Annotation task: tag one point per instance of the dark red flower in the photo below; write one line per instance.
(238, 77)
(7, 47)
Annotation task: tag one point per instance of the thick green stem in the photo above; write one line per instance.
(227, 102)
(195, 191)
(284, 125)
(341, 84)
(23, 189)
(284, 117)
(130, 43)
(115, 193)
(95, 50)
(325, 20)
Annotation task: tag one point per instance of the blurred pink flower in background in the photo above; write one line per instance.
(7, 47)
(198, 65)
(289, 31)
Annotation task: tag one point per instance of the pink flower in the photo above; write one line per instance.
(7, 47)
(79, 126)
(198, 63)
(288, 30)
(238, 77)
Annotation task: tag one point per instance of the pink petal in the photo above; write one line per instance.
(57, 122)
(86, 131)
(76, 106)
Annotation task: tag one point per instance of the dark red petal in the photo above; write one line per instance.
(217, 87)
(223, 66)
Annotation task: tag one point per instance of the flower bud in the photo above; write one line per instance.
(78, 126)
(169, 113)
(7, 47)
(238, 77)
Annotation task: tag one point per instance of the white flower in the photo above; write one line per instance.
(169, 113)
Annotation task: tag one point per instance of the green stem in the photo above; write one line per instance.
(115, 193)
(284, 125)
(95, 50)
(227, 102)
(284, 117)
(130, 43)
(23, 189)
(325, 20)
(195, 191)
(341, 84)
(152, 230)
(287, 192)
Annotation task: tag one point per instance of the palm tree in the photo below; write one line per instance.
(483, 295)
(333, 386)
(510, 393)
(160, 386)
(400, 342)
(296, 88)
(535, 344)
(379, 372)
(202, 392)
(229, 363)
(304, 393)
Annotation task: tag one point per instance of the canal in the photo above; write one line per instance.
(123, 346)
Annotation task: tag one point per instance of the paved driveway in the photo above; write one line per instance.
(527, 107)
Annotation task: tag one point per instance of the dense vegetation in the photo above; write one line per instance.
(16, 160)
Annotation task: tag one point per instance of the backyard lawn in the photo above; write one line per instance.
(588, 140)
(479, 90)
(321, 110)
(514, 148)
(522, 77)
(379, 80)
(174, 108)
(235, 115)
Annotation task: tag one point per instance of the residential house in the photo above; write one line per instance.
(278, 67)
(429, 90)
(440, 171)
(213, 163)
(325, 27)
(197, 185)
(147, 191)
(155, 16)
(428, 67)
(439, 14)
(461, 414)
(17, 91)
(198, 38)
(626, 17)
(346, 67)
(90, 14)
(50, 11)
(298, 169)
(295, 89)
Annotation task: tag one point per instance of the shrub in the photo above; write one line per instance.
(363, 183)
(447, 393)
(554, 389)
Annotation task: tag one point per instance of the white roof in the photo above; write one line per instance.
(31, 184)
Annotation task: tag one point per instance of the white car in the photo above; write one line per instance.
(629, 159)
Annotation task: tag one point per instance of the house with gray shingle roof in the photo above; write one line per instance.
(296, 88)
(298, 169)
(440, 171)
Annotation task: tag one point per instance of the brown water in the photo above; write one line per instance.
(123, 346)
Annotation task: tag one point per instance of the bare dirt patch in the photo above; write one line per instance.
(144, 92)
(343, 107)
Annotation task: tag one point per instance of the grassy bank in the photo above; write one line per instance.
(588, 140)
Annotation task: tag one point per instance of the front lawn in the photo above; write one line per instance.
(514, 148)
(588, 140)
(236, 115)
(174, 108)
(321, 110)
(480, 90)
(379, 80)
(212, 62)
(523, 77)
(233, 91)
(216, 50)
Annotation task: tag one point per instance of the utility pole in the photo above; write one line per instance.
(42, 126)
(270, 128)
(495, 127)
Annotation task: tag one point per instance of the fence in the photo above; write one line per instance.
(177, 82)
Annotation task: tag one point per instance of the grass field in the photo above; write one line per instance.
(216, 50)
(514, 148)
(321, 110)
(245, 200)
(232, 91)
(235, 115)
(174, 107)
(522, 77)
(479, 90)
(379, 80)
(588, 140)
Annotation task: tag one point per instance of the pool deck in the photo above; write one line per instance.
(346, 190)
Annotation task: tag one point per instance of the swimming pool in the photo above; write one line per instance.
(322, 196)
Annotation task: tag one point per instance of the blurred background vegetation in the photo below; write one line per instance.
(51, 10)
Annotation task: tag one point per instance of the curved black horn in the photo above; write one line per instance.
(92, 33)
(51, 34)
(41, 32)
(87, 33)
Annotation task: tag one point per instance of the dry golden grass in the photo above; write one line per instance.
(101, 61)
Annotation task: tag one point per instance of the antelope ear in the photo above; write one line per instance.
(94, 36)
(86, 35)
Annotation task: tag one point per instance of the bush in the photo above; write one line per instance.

What to produce: Could you turn every line of the material above into a numbered list, leaving out any blank lines?

Finished task:
1. Annotation task: tag one point per instance of the dark red flower in the photo below; write one line per instance.
2. (238, 77)
3. (7, 47)
4. Annotation task: tag one point per instance of the thick green stem in the photo above; write one line per instance.
5. (227, 102)
6. (195, 191)
7. (284, 125)
8. (341, 84)
9. (23, 189)
10. (284, 117)
11. (130, 43)
12. (115, 193)
13. (95, 50)
14. (325, 20)
15. Annotation task: tag one point per instance of the blurred pink flower in background in the photo above; write one line per instance.
16. (7, 47)
17. (198, 65)
18. (289, 31)
19. Annotation task: tag one point per instance of the pink flower in the photo above; write one line per instance.
20. (7, 47)
21. (79, 126)
22. (198, 63)
23. (288, 30)
24. (238, 77)
25. Annotation task: tag one point per instance of the pink petal in the photo above; write one line per instance.
26. (57, 122)
27. (86, 131)
28. (76, 106)
29. Annotation task: tag one point per instance of the dark red petal in the photo above; write one line per instance.
30. (217, 87)
31. (223, 66)
32. Annotation task: tag one point per instance of the flower bud in the photo above; write one line per instance.
33. (78, 126)
34. (169, 113)
35. (7, 47)
36. (238, 77)
37. Annotation task: tag one point per instance of the white flower in the photo above; write one line per instance.
38. (169, 113)
39. Annotation task: tag one point per instance of the green stem in the photo above; write one line per instance.
40. (115, 193)
41. (284, 125)
42. (95, 50)
43. (227, 102)
44. (284, 117)
45. (130, 43)
46. (23, 189)
47. (325, 20)
48. (195, 191)
49. (341, 84)
50. (152, 230)
51. (287, 192)
52. Annotation task: tag one point per instance of the palm tree in the photo below; write one line per instance.
53. (483, 295)
54. (333, 386)
55. (510, 393)
56. (160, 386)
57. (400, 342)
58. (296, 88)
59. (535, 344)
60. (379, 372)
61. (202, 392)
62. (229, 363)
63. (304, 393)
64. Annotation task: tag one point per instance of the canal in the photo above; write one line per instance.
65. (123, 346)
66. Annotation task: tag one point per instance of the paved driveway in the photo above; write one line per instance.
67. (527, 107)
68. Annotation task: tag one point per instance of the dense vegetation in the photo above; write one line per instance.
69. (16, 160)
70. Annotation task: tag one point per instance of the backyard lawn in the photo above; write one line per instance.
71. (588, 140)
72. (479, 90)
73. (321, 110)
74. (514, 148)
75. (522, 77)
76. (379, 80)
77. (174, 108)
78. (235, 115)
79. Annotation task: tag one point per instance of the residential house in the photo above; write one line per instance.
80. (278, 67)
81. (429, 90)
82. (440, 171)
83. (213, 163)
84. (325, 27)
85. (197, 185)
86. (147, 191)
87. (155, 16)
88. (428, 67)
89. (439, 14)
90. (461, 414)
91. (17, 91)
92. (198, 38)
93. (626, 17)
94. (346, 67)
95. (90, 14)
96. (50, 11)
97. (298, 169)
98. (295, 89)
99. Annotation task: tag one point per instance of the shrub in the photo above; write one line per instance.
100. (363, 183)
101. (447, 393)
102. (554, 389)
103. Annotation task: tag one point per instance of the white roof in the photo above; write one line per instance.
104. (31, 184)
105. Annotation task: tag one point per instance of the white car in the photo above; write one line per instance.
106. (629, 159)
107. Annotation task: tag one point per instance of the house with gray shingle roof in the photo above; write one line per instance.
108. (296, 88)
109. (298, 169)
110. (440, 171)
111. Annotation task: tag one point per instance of the brown water in the photo above; write one line per instance.
112. (123, 346)
113. Annotation task: tag one point per instance of the bare dirt patch in the photo above; write one line per instance.
114. (144, 92)
115. (343, 107)
116. Annotation task: tag one point per instance of the grassy bank in the photo above; write one line per instance.
117. (588, 140)
118. Annotation task: tag one point per instance of the front lawn in the photo above; write one line per instance.
119. (514, 148)
120. (588, 140)
121. (236, 115)
122. (174, 108)
123. (321, 110)
124. (480, 90)
125. (379, 80)
126. (212, 62)
127. (523, 77)
128. (233, 91)
129. (216, 50)
130. Annotation task: tag one point per instance of the utility pole in the photo above; write one line per instance.
131. (42, 126)
132. (270, 128)
133. (495, 127)
134. Annotation task: tag one point per instance of the fence in the photo above; write one line per instance.
135. (177, 82)
136. Annotation task: tag one point per instance of the grass field in the photo above; write one line per instance.
137. (216, 50)
138. (514, 148)
139. (321, 110)
140. (245, 200)
141. (232, 91)
142. (235, 115)
143. (174, 107)
144. (522, 77)
145. (479, 90)
146. (379, 80)
147. (588, 140)
148. Annotation task: tag one point per instance of the pool deck in the photo above; write one line per instance.
149. (346, 190)
150. Annotation task: tag one point per instance of the swimming pool in the photo above; write one line per instance.
151. (322, 196)
152. Annotation task: tag one point per instance of the blurred background vegetation in the photo below; write one line per instance.
153. (51, 10)
154. Annotation task: tag one point per instance of the curved black horn in the photo above; write one line per instance.
155. (92, 33)
156. (51, 34)
157. (41, 32)
158. (87, 33)
159. Annotation task: tag one point per instance of the dry golden grass in the photo above; write one line per instance.
160. (101, 61)
161. Annotation task: tag one point per instance of the antelope ear in the photo above; write one line per instance.
162. (94, 36)
163. (86, 35)
164. Annotation task: tag one point per instance of the bush in the photo above; write one line per instance.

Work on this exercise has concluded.